▸ Problem to work on:
Repeat the items below word for word, from the very first line through the line containing "negative clicks: (948, 796)", with that line included. Stop there.

▸ Extracted entries:
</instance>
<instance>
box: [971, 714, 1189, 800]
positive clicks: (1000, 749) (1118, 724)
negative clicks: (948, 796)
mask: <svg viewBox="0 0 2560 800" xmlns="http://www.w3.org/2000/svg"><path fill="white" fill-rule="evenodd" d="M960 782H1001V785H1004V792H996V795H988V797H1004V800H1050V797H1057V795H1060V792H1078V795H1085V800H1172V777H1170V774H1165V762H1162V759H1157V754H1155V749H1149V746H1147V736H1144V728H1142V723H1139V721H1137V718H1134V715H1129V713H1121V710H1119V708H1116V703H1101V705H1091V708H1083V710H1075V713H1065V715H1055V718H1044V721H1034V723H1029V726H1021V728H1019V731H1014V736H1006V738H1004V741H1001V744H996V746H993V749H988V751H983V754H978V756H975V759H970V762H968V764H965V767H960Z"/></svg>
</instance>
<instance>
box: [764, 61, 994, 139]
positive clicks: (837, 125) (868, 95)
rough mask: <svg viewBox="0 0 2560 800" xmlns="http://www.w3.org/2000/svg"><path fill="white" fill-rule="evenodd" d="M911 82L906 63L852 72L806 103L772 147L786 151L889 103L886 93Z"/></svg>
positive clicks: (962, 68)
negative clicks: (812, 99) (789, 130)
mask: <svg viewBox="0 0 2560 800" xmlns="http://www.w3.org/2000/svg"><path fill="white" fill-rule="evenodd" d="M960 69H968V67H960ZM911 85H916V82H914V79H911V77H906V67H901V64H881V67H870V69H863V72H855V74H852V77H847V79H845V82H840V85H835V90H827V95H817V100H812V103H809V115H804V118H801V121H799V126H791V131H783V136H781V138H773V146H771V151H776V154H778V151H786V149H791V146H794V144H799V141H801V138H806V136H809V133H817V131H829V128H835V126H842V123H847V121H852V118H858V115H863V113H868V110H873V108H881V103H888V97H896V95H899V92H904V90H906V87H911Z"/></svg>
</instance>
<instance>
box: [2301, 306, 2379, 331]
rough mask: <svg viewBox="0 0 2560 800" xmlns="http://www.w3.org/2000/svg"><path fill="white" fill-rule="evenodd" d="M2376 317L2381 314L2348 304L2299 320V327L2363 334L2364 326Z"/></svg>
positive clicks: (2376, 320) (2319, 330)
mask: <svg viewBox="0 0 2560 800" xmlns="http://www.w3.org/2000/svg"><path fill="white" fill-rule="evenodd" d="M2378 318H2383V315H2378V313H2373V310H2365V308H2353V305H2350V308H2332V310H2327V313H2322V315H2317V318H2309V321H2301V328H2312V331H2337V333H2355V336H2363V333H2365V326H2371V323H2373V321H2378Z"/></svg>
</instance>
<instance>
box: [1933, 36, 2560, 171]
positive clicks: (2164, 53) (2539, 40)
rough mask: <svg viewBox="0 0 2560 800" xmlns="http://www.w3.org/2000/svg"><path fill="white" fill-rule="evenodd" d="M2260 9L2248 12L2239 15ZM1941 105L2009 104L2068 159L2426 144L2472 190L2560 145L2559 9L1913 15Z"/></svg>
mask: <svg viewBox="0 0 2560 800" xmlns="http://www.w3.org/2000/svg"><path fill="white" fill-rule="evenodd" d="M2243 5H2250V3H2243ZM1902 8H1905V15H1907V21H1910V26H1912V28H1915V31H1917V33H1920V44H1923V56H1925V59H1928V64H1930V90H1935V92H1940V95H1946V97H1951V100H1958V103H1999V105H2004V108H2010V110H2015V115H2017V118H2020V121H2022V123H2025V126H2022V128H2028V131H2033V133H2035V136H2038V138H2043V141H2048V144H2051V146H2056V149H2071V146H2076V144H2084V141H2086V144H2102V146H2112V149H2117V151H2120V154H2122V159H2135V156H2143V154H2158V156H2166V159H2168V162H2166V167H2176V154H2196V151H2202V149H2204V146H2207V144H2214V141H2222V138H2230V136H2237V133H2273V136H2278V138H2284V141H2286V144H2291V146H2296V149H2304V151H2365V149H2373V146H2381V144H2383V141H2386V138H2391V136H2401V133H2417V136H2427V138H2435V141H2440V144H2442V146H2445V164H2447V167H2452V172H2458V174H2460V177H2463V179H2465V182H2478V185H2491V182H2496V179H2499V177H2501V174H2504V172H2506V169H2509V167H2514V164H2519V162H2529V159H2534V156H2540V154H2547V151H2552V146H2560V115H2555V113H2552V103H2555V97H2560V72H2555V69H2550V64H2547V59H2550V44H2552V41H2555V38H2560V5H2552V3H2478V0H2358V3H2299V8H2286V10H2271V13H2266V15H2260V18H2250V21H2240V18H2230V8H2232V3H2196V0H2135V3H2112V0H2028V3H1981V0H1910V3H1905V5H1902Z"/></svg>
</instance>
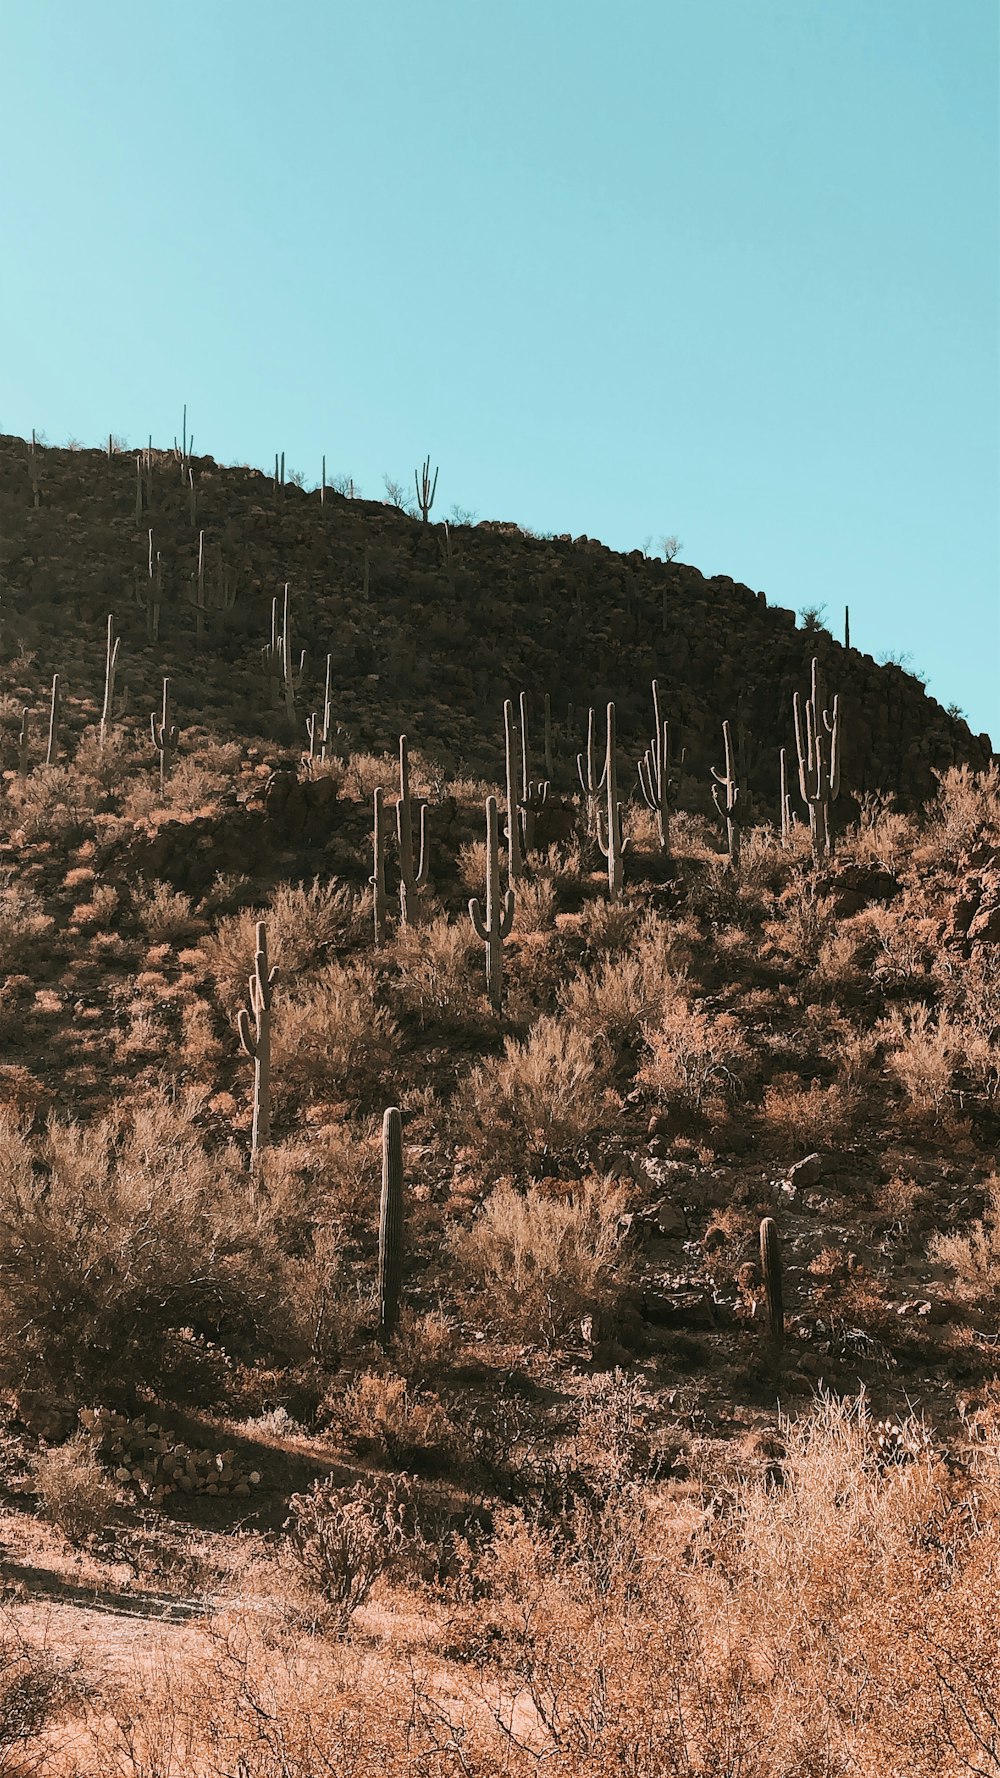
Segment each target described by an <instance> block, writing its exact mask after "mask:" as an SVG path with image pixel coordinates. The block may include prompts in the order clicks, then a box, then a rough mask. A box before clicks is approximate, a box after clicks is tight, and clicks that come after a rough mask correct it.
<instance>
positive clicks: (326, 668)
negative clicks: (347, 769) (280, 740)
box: [306, 654, 333, 765]
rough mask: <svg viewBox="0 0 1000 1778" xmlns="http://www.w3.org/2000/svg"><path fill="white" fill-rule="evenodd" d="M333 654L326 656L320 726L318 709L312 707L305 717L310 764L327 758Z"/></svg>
mask: <svg viewBox="0 0 1000 1778" xmlns="http://www.w3.org/2000/svg"><path fill="white" fill-rule="evenodd" d="M331 663H333V654H327V658H326V685H324V695H322V727H320V717H319V709H313V713H311V717H306V736H308V740H310V765H311V761H313V759H317V757H319V759H327V756H329V740H331V729H333V702H331V695H329V676H331Z"/></svg>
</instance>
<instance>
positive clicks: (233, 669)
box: [0, 437, 991, 818]
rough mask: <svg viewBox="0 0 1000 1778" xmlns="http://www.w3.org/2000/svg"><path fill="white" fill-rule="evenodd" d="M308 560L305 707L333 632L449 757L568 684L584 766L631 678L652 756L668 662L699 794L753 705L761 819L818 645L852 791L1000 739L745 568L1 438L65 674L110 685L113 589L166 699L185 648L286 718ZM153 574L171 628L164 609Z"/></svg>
mask: <svg viewBox="0 0 1000 1778" xmlns="http://www.w3.org/2000/svg"><path fill="white" fill-rule="evenodd" d="M137 494H139V500H137ZM149 532H151V541H153V551H155V555H158V565H157V571H155V578H153V580H149ZM199 549H201V562H203V574H201V594H199V590H198V589H199V581H198V564H199ZM285 583H290V587H292V633H294V645H295V651H301V649H302V647H304V649H306V674H304V683H302V690H301V695H299V708H301V709H302V711H304V713H308V711H311V709H313V708H315V706H317V701H322V692H324V669H326V656H327V654H329V656H331V685H333V708H335V717H336V720H338V724H342V727H343V731H345V733H347V736H349V738H351V743H352V745H356V747H358V749H372V747H374V749H383V747H386V745H388V747H391V745H395V738H397V736H399V734H400V733H407V734H409V736H411V741H413V743H415V745H420V747H422V749H423V750H425V752H427V754H429V756H431V757H434V759H436V761H438V765H443V766H447V768H450V770H457V768H464V770H472V772H491V773H495V772H496V768H498V757H500V745H502V738H500V709H502V702H504V699H505V697H514V699H516V697H518V693H520V692H527V693H530V697H532V702H534V708H536V709H541V699H543V695H544V693H548V695H550V699H552V711H553V722H555V738H557V749H559V754H560V770H562V772H564V775H566V782H569V775H573V777H575V773H573V759H575V756H577V752H578V749H580V747H582V745H584V738H585V722H587V717H585V713H587V706H591V704H594V706H596V708H598V709H601V708H603V704H607V701H609V699H614V701H616V704H617V729H619V741H621V745H623V747H625V749H628V750H632V754H633V757H639V754H641V752H642V749H644V747H646V745H648V740H649V725H651V709H649V681H651V679H653V677H657V679H658V683H660V686H662V693H664V706H665V711H667V715H669V720H671V731H673V747H674V754H680V750H681V749H685V750H687V757H685V770H687V777H689V784H687V786H685V789H687V797H685V800H687V802H689V804H690V805H696V807H698V805H699V804H701V802H705V797H706V784H708V768H710V765H721V745H722V743H721V725H722V722H724V720H730V722H731V724H737V720H738V722H740V724H742V725H744V729H746V734H747V743H749V772H751V782H753V788H754V793H756V797H758V802H760V811H762V818H776V811H778V750H779V749H781V747H786V749H788V750H792V745H794V741H792V693H794V692H795V690H799V688H802V686H804V683H806V679H808V670H810V660H811V656H813V654H817V653H819V656H820V661H822V665H824V670H826V676H827V681H829V685H831V686H833V688H835V690H838V692H840V695H842V704H843V711H845V722H843V768H845V779H847V781H849V782H851V786H852V789H854V791H858V793H865V791H888V789H891V791H893V793H895V795H897V798H899V800H900V804H902V805H911V804H913V802H920V800H923V798H927V797H929V795H931V793H932V789H934V777H932V773H934V770H945V768H948V766H950V765H961V763H968V765H972V766H973V768H977V770H980V768H982V766H984V765H988V763H989V757H991V750H989V738H988V736H973V734H972V733H970V729H968V725H966V724H964V722H963V720H961V718H954V717H950V715H948V713H947V711H943V709H941V706H940V704H938V702H934V699H931V697H927V693H925V690H923V686H922V685H920V681H918V679H915V677H913V676H911V674H907V672H904V670H902V669H900V667H891V665H888V667H879V665H875V661H874V660H872V658H870V656H867V654H861V653H859V651H858V649H843V647H842V645H840V644H838V642H835V640H833V637H829V635H827V631H826V629H817V631H813V633H810V631H802V629H797V628H795V617H794V613H792V612H786V610H781V608H776V606H769V603H767V597H765V594H763V592H753V590H751V589H749V587H742V585H740V583H737V581H733V580H730V578H728V576H715V578H714V580H705V578H703V576H701V574H699V573H698V569H696V567H689V565H683V564H680V562H669V564H667V562H660V560H649V558H646V557H644V555H642V553H641V551H632V553H630V555H617V553H614V551H612V549H609V548H605V546H603V544H600V542H596V541H593V539H587V537H578V539H569V537H546V539H541V537H532V535H527V533H523V532H520V530H518V526H516V525H500V523H480V525H454V526H443V525H440V523H431V525H423V523H422V521H420V519H418V517H416V519H415V517H409V516H407V514H406V512H402V510H397V509H393V507H391V505H381V503H377V501H367V500H356V498H347V496H345V494H340V493H335V491H333V489H327V491H326V494H324V500H322V503H320V494H319V493H317V491H313V493H304V491H302V489H301V487H297V485H294V484H290V482H288V484H281V482H279V480H278V478H276V477H269V475H263V473H260V471H256V469H247V468H221V466H219V464H215V462H214V461H212V459H210V457H194V459H190V457H181V452H160V450H153V452H144V453H142V466H141V473H139V478H137V462H135V455H133V453H128V452H114V453H112V455H109V453H107V452H100V450H57V448H43V446H37V450H36V448H32V445H30V443H25V441H23V439H16V437H0V599H2V608H4V617H5V626H7V635H9V637H11V635H16V637H18V638H21V640H23V644H25V647H28V649H32V651H34V656H36V661H34V665H36V672H37V676H39V681H41V683H43V685H44V679H46V676H50V674H52V672H60V674H62V676H64V690H66V697H68V701H73V699H89V701H91V706H93V704H94V702H98V701H100V693H101V677H103V649H105V622H107V615H109V612H114V617H116V626H117V633H119V635H121V637H123V651H121V683H123V685H128V686H130V688H132V692H133V695H135V701H137V702H139V704H142V708H146V706H148V704H149V708H151V701H155V695H157V685H158V677H160V676H162V674H164V672H169V674H171V677H173V681H174V699H176V704H178V713H180V715H181V720H183V722H185V724H192V722H210V724H212V725H214V727H215V731H217V733H222V734H226V736H238V734H247V733H253V734H260V733H262V731H263V733H267V731H269V724H267V722H262V718H263V717H265V715H267V708H269V706H267V699H262V688H263V681H262V672H260V647H262V645H263V644H265V642H267V640H269V635H270V603H272V597H274V596H276V594H278V596H279V594H281V589H283V585H285ZM151 596H153V597H155V599H157V603H158V605H160V617H158V637H157V642H151V640H149V637H148V617H146V608H144V606H146V603H148V599H149V597H151ZM199 597H201V601H203V610H201V613H199V610H198V599H199ZM843 599H845V603H849V599H851V589H849V587H847V589H843ZM137 601H142V603H137ZM854 624H856V628H858V613H854ZM272 733H274V734H276V736H281V727H272ZM281 738H285V740H288V738H290V736H288V734H285V736H281ZM302 740H304V731H302Z"/></svg>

▸ Your solution:
</instance>
<instance>
box: [971, 714, 1189, 800]
positive clicks: (1000, 749) (1118, 724)
negative clicks: (948, 796)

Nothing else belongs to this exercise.